_The exercise_.
Present every line of the rows below as a Markdown table with two columns, Number and Line, and skip blank lines. Leave out the pictures.

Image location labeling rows
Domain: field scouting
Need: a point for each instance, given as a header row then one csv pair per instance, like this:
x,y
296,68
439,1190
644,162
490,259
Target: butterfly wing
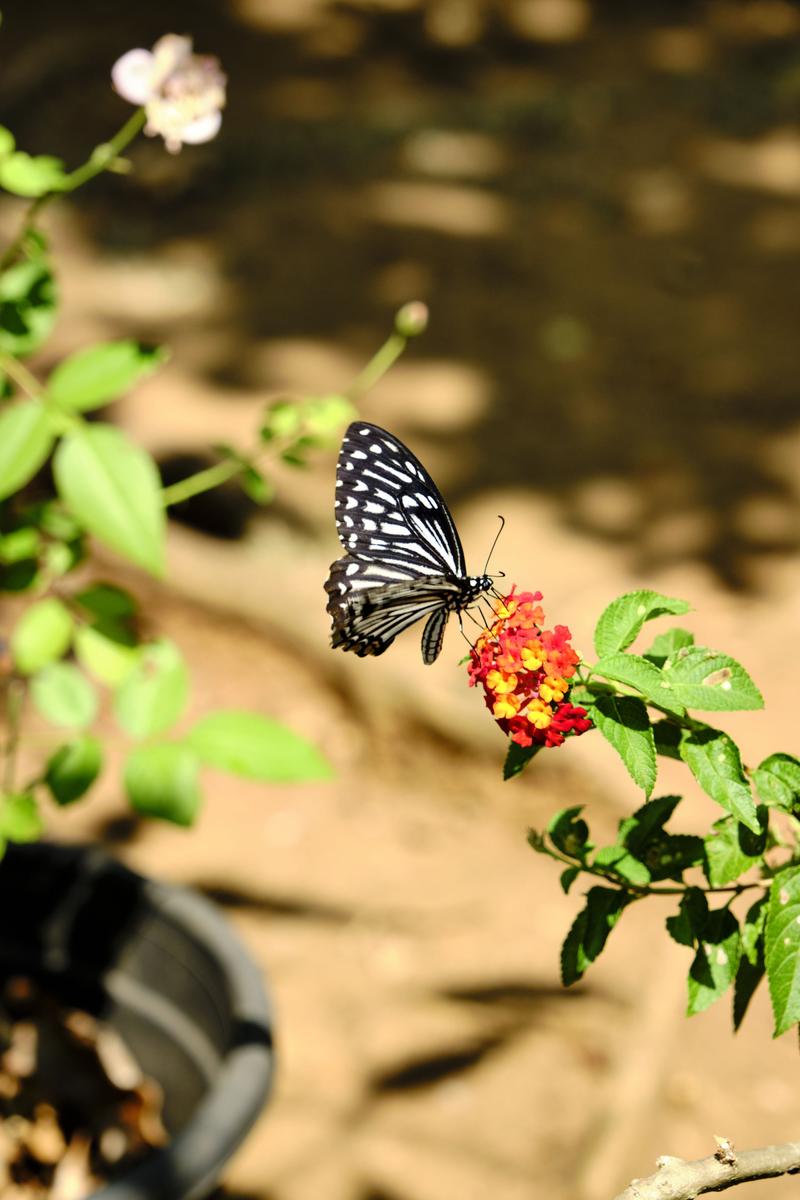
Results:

_The result_.
| Number | Line |
|---|---|
| 1 | Domain: field scouting |
| 2 | Need: a point for each instance, given as a header row then one csv pair per instance, like this: |
| 3 | x,y |
| 4 | 296,68 |
| 5 | 439,1190 |
| 6 | 644,162 |
| 7 | 490,259 |
| 8 | Target: butterfly wing |
| 9 | Results: |